:: INFORMATION SUPPLIED ::

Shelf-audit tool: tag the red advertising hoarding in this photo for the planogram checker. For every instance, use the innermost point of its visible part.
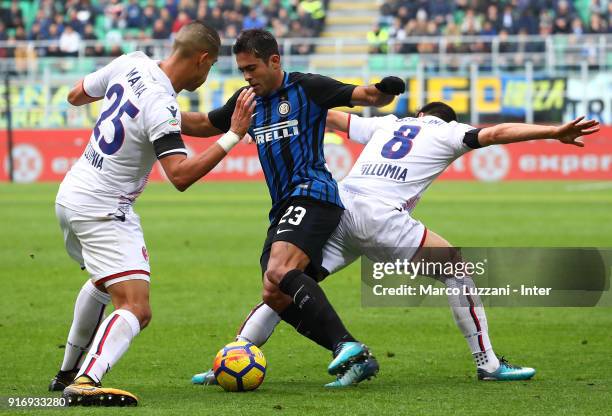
(46, 155)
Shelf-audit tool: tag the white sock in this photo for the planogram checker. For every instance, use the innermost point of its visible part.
(471, 319)
(258, 325)
(111, 342)
(88, 314)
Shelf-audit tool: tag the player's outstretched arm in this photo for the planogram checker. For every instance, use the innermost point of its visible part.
(518, 132)
(197, 125)
(183, 171)
(379, 94)
(338, 120)
(77, 95)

:::

● **OBJECTIVE**
Keep every word of the data as it is when you write it out, but drop the pictures.

● **RESULT OF THE EXERCISE**
Shelf-audit tool: tag the red advertising hoarding in this photo for the planogram checker. For every instance, use the innermost point of its visible part.
(46, 155)
Shelf-audit tool: tag the white sock in this photo for the planogram checker. For every instance, use the innermost point of its visible part.
(471, 319)
(258, 325)
(111, 342)
(88, 314)
Shelf-audit tool: tag the player's outstretched arm in this photo for the planogram checker. For every instance, use the innermost point of its visible part.
(518, 132)
(197, 125)
(183, 171)
(379, 94)
(338, 120)
(77, 95)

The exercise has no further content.